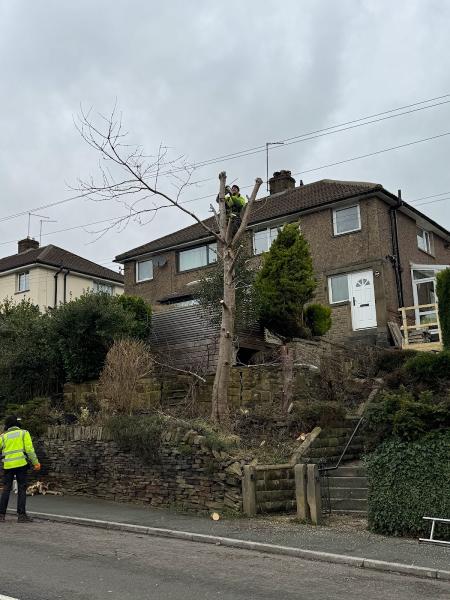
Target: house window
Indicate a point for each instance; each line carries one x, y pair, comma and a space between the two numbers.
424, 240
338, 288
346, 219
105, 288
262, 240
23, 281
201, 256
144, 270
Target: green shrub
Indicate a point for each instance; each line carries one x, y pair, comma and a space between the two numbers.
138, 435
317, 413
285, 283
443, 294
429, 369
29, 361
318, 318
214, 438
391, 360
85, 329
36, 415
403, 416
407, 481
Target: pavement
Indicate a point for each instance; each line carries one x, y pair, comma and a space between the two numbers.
┄┄┄┄┄┄┄┄┄┄┄┄┄┄┄┄┄┄┄┄
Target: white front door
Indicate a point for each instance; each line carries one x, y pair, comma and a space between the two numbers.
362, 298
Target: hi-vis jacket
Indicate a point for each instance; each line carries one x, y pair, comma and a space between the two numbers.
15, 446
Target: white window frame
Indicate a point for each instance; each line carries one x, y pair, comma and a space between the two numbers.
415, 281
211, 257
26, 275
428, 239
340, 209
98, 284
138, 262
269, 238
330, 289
┄┄┄┄┄┄┄┄┄┄┄┄┄┄┄┄┄┄┄┄
REQUIREMENT
Print, without alteration, only the lines above between the one holding "Target: white front door" and the one holding "Target: white window frame", inclusive.

EXERCISE ANSWER
Target: white front door
Indicate a point for each instance; each line carries one x, y pair, comma and a space between the two numbers.
362, 298
Target: hi-vis jacket
Indicate a point for each instance; each line carries one x, y pair, comma and a space between the two numbers.
15, 446
Target: white window frame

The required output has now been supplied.